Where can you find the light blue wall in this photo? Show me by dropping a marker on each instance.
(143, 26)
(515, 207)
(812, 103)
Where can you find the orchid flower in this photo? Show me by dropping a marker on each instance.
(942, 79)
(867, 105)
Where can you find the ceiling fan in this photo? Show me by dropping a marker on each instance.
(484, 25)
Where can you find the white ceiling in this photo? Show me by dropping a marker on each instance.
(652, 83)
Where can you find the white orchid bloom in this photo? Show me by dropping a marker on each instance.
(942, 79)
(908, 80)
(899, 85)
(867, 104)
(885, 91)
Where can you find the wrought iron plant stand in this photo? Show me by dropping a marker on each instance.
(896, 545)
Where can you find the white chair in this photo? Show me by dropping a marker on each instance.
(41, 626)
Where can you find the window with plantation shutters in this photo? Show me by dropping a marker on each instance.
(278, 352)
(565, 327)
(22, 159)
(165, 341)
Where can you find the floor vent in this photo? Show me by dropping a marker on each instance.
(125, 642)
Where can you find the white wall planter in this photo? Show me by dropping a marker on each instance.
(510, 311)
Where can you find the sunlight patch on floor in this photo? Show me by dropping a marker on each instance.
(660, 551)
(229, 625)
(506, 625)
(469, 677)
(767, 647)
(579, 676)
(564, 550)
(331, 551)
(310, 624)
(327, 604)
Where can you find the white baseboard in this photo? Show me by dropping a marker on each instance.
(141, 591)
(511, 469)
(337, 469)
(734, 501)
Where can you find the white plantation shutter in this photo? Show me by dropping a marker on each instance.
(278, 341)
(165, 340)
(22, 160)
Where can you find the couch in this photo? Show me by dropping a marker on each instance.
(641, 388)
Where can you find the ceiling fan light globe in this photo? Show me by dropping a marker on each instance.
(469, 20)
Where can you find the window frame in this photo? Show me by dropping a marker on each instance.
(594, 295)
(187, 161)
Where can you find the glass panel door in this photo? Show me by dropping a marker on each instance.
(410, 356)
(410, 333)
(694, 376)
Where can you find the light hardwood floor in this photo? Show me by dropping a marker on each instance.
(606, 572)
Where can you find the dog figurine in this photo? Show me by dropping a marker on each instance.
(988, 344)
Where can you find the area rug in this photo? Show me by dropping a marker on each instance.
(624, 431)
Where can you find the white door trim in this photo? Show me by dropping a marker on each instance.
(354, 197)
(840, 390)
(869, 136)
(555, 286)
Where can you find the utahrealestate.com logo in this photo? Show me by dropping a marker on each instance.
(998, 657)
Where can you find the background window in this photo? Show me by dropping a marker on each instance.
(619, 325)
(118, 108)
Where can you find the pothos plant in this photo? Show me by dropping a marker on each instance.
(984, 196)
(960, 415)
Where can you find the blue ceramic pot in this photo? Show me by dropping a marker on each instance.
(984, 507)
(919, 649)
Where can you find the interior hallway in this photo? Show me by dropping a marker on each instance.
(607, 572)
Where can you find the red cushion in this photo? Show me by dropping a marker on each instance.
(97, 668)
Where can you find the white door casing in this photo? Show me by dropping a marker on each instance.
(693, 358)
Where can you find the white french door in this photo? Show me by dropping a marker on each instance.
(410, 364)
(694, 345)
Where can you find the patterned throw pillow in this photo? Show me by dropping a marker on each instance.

Exercise: Reproduce, word for word, every line starting at the line that contains "Where can you find the window frame" and ending with the final line of the entries.

Task output:
Where can you find the window frame in this photo? Show me by dropping a marker on each instance.
(594, 295)
(187, 161)
Where can you find the glass panel door in this photo? Show me by dropping a marker on each instance.
(410, 356)
(410, 333)
(694, 376)
Where can you find the light hardwood floor in this photo? Show me by dropping a marker on each instance.
(606, 572)
Where can you find the dog figurine in this photo? Show me by dropping a marker on each instance.
(988, 344)
Where can you find the area rug in this photo? Show me by dropping a marker on each instance.
(624, 431)
Where can you find the white door trim in this photo? Show me by dropping a marker on each instance.
(354, 197)
(840, 390)
(869, 136)
(555, 286)
Where can you find the utahrealestate.com logo in this photo? Show me by dropping a marker on each instance.
(998, 657)
Where can you find the background window in this photo? Show me by dropping a marker on each instance.
(619, 325)
(118, 108)
Where can you find the pothos plant in this photo? Show me by dropping a marker on each instance.
(984, 196)
(960, 415)
Where can you find the blue ceramic pot in this photo? Show me by dropping a marker on each instance.
(984, 507)
(919, 649)
Where can you find the interior hallway in this photo? Show me by dropping a marker on each instance.
(607, 572)
Where can you find the red cushion in this photo? Show me by dropping a marker on each instance.
(97, 668)
Where can you find the white door casing in this photo? Show me by dropping a marker on each instance.
(693, 358)
Where can you find the white french door in this photo? Show me by dropping a marker on each instance.
(410, 364)
(694, 345)
Where can you find the patterned throw pillow in this photo? Show me by dropping a marker on each instance.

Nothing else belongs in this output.